→ **Instructions to follow**: This exercise calls for the data below to be retyped exactly, minus any images.

----

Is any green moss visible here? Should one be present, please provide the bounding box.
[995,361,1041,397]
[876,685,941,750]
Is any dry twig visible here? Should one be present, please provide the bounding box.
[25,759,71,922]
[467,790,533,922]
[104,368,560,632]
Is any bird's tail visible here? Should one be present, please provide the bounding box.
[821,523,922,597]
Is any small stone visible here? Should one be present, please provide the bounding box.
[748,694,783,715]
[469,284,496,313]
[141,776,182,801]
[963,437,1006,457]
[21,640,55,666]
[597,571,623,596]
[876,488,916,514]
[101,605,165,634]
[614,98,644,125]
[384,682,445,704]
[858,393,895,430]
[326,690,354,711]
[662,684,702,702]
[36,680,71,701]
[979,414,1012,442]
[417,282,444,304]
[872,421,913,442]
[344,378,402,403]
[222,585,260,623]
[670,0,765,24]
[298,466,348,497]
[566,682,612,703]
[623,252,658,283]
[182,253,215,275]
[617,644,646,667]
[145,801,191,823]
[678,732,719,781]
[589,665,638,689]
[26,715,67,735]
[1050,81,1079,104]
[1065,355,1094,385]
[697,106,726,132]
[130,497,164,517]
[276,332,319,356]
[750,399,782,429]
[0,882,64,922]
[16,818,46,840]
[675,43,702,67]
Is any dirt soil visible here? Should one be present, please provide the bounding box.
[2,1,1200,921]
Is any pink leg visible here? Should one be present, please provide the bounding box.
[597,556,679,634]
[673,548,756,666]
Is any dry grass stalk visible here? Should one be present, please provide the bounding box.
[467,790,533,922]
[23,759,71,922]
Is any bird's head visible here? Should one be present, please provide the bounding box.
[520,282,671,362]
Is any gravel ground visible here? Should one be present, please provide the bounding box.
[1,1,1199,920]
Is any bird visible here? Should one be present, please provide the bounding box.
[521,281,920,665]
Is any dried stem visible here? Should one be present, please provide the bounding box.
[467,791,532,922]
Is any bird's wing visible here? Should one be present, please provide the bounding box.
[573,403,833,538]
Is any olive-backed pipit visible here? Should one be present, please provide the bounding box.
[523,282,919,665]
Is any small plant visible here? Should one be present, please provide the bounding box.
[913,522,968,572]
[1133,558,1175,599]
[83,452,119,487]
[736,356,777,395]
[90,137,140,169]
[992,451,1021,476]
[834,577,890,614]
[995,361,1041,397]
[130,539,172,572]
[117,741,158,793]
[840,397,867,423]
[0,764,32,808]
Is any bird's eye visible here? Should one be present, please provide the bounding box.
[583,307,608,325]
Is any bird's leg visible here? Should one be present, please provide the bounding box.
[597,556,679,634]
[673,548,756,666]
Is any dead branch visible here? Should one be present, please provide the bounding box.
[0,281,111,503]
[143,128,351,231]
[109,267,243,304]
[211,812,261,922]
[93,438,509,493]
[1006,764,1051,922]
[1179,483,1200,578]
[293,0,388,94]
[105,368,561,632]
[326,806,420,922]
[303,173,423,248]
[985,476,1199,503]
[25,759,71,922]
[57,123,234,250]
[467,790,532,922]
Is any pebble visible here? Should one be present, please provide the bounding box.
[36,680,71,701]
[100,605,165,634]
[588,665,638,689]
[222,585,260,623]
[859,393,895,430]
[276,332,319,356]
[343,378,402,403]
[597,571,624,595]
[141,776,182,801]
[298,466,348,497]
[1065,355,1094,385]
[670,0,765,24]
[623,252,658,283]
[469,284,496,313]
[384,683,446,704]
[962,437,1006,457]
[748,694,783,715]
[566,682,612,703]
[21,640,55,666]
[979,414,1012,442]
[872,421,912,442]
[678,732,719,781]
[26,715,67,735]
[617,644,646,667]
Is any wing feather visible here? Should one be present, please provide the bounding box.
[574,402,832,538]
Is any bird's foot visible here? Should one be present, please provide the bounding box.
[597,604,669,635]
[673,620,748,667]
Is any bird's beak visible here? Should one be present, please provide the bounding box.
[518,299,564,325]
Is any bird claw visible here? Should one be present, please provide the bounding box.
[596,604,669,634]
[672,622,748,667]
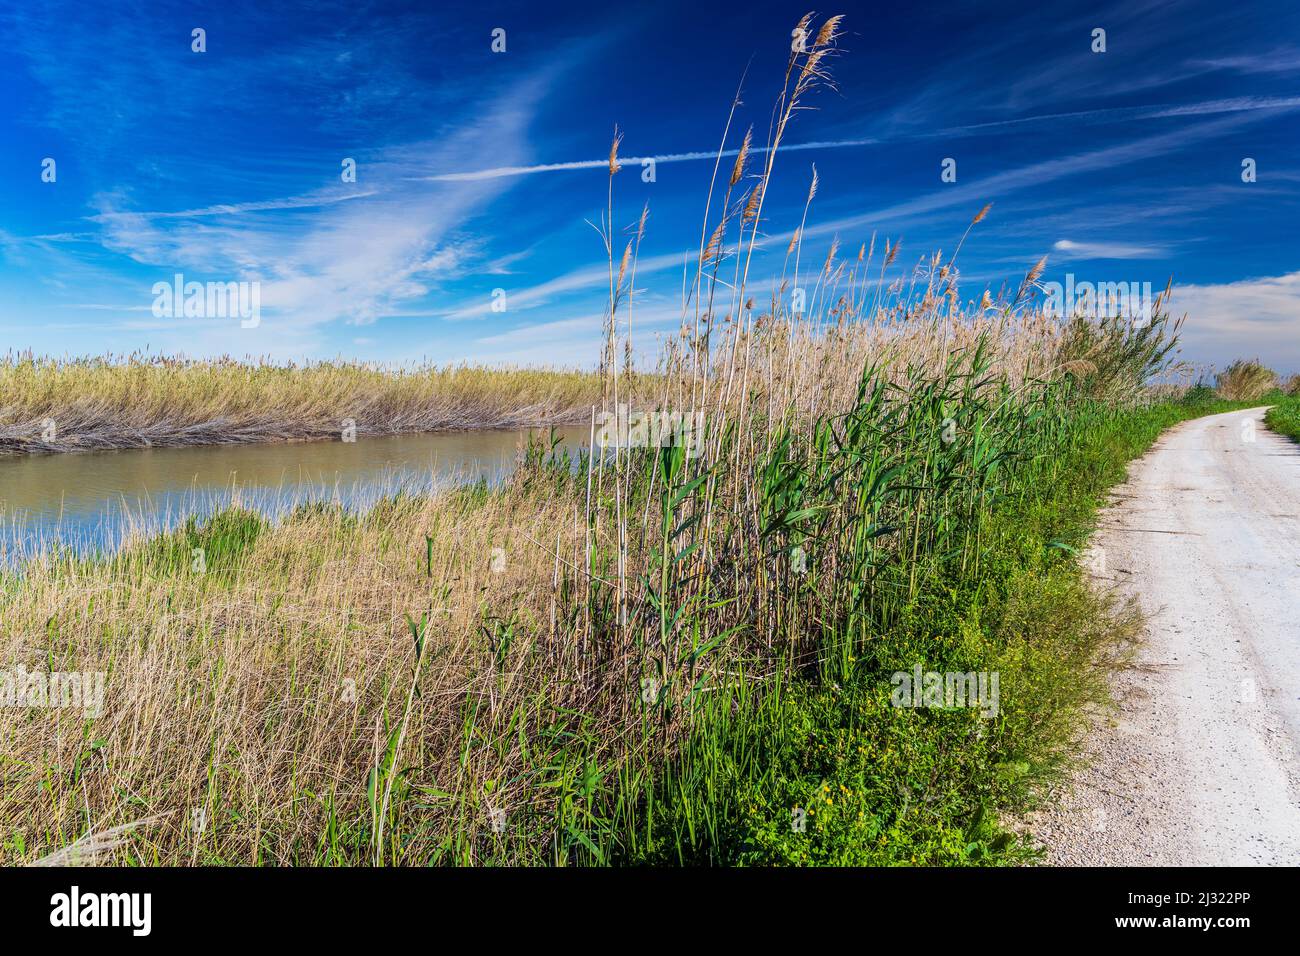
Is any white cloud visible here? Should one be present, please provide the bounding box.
[410,94,1300,187]
[415,139,879,183]
[1052,239,1165,259]
[1192,48,1300,75]
[1171,271,1300,372]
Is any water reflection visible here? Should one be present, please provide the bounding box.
[0,426,588,561]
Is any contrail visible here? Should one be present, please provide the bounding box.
[90,190,380,221]
[414,139,881,182]
[415,94,1300,184]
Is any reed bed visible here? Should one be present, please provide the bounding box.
[0,356,603,455]
[0,12,1240,866]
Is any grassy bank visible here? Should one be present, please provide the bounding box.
[1264,394,1300,442]
[0,351,1253,866]
[0,355,603,455]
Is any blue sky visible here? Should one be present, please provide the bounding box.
[2,0,1298,372]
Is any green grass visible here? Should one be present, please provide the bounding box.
[603,388,1269,866]
[142,508,267,580]
[1264,394,1300,443]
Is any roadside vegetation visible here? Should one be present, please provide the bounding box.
[1264,393,1300,442]
[1,13,1286,866]
[1213,358,1278,401]
[1196,359,1299,443]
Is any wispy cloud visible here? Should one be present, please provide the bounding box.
[1192,46,1300,75]
[1052,239,1166,259]
[80,64,572,349]
[89,190,380,222]
[453,107,1285,325]
[414,139,880,183]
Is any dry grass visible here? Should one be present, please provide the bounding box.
[1214,359,1277,401]
[0,355,603,455]
[0,302,1164,865]
[1,481,609,864]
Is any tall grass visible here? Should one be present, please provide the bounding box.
[1214,358,1277,401]
[612,385,1252,864]
[0,355,602,454]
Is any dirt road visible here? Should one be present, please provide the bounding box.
[1030,406,1300,865]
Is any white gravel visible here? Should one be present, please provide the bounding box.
[1027,406,1300,865]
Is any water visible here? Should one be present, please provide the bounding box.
[0,426,589,562]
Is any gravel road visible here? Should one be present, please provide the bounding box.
[1028,406,1300,865]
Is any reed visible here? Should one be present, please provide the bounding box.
[0,356,603,455]
[1213,358,1277,401]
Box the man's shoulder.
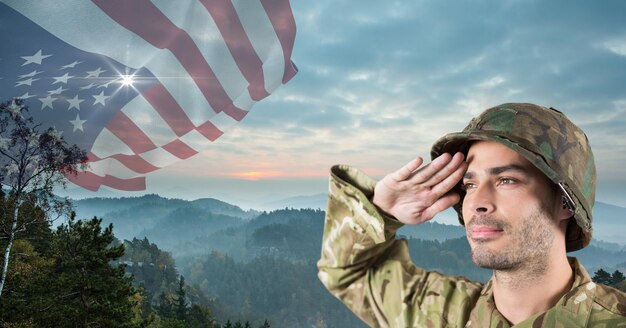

----

→ **Result below**:
Is any green moss visible here? Should one be present, please provide the bounding box.
[995,361,1041,397]
[876,685,941,750]
Is any dry twig visible here? Should one be present, please provide the bounding box.
[25,759,71,922]
[467,790,533,922]
[104,368,560,632]
Is any bird's tail visible here? Should one be present, please provide the bounding box.
[821,523,922,597]
Is any small stone visible here? Should one be present, please provide the bounding box.
[748,694,783,715]
[469,284,496,313]
[141,776,182,801]
[963,437,1006,457]
[21,640,55,666]
[597,571,623,596]
[876,488,916,514]
[101,605,165,634]
[614,98,644,125]
[384,682,445,704]
[858,393,895,430]
[326,690,354,711]
[662,684,702,702]
[36,680,71,701]
[979,414,1012,442]
[417,282,444,304]
[872,421,913,442]
[344,378,402,403]
[222,585,260,623]
[670,0,765,24]
[298,466,348,497]
[566,682,612,703]
[623,252,658,283]
[182,253,215,275]
[617,644,646,667]
[145,801,191,823]
[678,732,719,781]
[589,665,638,689]
[26,715,67,735]
[1050,81,1079,104]
[1065,355,1094,385]
[697,106,726,132]
[130,497,164,517]
[276,332,319,356]
[750,399,782,429]
[0,882,64,922]
[16,818,46,840]
[675,43,702,67]
Is any dirt soil visible here? Should one be present, please provide the bounding box.
[2,1,1200,921]
Is any pink leg visible here? Should one be present, please provide the bounding box.
[597,556,679,634]
[673,548,756,666]
Is any dry grass stalk visible here? Should one be present, please provide the bounding box.
[467,790,533,922]
[23,759,71,922]
Is any bird's head visible here? Should one be present, please provide the bounding box.
[520,282,671,362]
Is any gravel ground visible here? Should one be present, please provide the bounding box.
[1,1,1199,920]
Is any bird visible here? Should one be present, please provide the bounding box.
[521,281,920,665]
Is any dried stem visible here? Should one be present, please provide the bounding box.
[467,791,532,922]
Is any bird's wing visible here? Should one be present, please provide the bounding box.
[573,403,833,538]
Is any olive-backed pipit visible here? Should one be present, please provide the bounding box.
[523,282,919,665]
Is any small plant visible here? Should one be present, please provide the bounding box.
[913,522,968,572]
[1133,558,1175,599]
[83,452,119,487]
[736,356,777,395]
[90,137,140,169]
[992,451,1021,476]
[834,577,890,614]
[995,361,1041,397]
[130,539,172,572]
[117,741,158,793]
[840,397,867,423]
[0,764,32,808]
Is any bird's eye visible here? Should one be present, please provide the bounding box.
[583,307,608,325]
Is any bird's leg visible here? Should one be present, please provide the bounding box.
[597,556,679,634]
[673,548,756,666]
Is any dead branch visible here? Should one be present, please provide the bounding box.
[0,281,111,503]
[143,128,351,231]
[109,267,243,304]
[211,812,261,922]
[93,438,509,493]
[1006,764,1051,922]
[1179,483,1200,578]
[293,0,388,94]
[105,368,561,632]
[326,806,420,922]
[303,173,423,248]
[985,476,1199,503]
[25,759,71,922]
[57,123,234,250]
[467,790,532,922]
Is any pebble visible here? Should one be present, please provide the bounding box.
[36,680,71,701]
[100,605,165,634]
[588,665,638,689]
[222,585,260,623]
[859,393,895,430]
[276,332,319,356]
[343,378,402,403]
[597,571,624,595]
[141,776,182,801]
[298,466,348,497]
[1065,355,1094,385]
[670,0,765,24]
[623,252,658,283]
[469,284,496,313]
[384,683,446,704]
[962,437,1006,457]
[748,694,783,715]
[566,682,612,703]
[21,640,55,666]
[979,414,1012,442]
[872,421,912,442]
[678,732,719,781]
[26,715,67,735]
[617,644,646,667]
Is any wing feather visible here? Should one be present, please provide the bounding box.
[574,402,832,538]
Is any bird's foot visible here? Should one be present, please provide the bounding box.
[597,604,669,635]
[673,620,748,667]
Is any bird's beak visible here? Should one be present, please provide the bounding box.
[518,299,564,325]
Is any bird claw visible here? Should one be present, please provide the bounding box.
[596,604,669,634]
[672,622,748,667]
Is any white cloud visible here? Should one be present, please provide the bounding box.
[410,94,1300,187]
[415,139,879,183]
[1052,239,1165,259]
[1192,48,1300,75]
[1171,271,1300,372]
Is any water reflection visible here? Should one be present, please provide the bounding box.
[0,426,588,561]
Is any contrail visible here? Should one be present, please provide the bounding box.
[90,190,380,221]
[414,139,881,182]
[415,94,1300,184]
Is any reed bed visible here? Should one be present, please provide the bounding box.
[0,356,603,455]
[0,12,1240,866]
Is any grassy bank visible here? Should one be present, please provide the bounding box.
[1264,394,1300,442]
[0,351,1253,866]
[0,355,603,455]
Is any blue sky visible here? Should one be present, please provide the bounding box.
[2,0,1298,372]
Is any green grass visible here? Should one be present, please provide the bounding box.
[603,388,1269,866]
[142,508,267,580]
[1264,394,1300,443]
Is any roadside vegetation visible here? Should one be present, please provide the bounding box.
[1264,393,1300,442]
[1,13,1286,866]
[1213,358,1278,401]
[1196,359,1299,443]
Is any wispy cloud visible here? Should one be present, please provide the bounding box.
[1192,46,1300,75]
[1052,239,1166,259]
[80,64,572,349]
[89,190,380,222]
[453,107,1285,325]
[414,139,880,183]
Is any dry grass visible here? Should one be present, please provide the bounding box.
[1214,359,1277,401]
[0,355,603,455]
[0,302,1164,865]
[1,481,609,864]
Is any tall grass visible here? Should one be present, please provide the bounding box.
[1214,358,1277,401]
[612,385,1252,864]
[0,355,602,454]
Is any dirt road visible here? Should one be present, please provide the bounding box.
[1030,406,1300,865]
Is any white gravel visible here? Should one be present, please provide the bounding box.
[1027,406,1300,865]
Is any water visible here? Should one be present, please provide the bounding box.
[0,426,589,562]
Is any gravel road visible here? Should one be present, please provide the bounding box.
[1028,406,1300,865]
Is any reed visible here? Should one be present, please provide the bounding box.
[0,356,603,455]
[1213,358,1277,401]
Box the man's shoulder.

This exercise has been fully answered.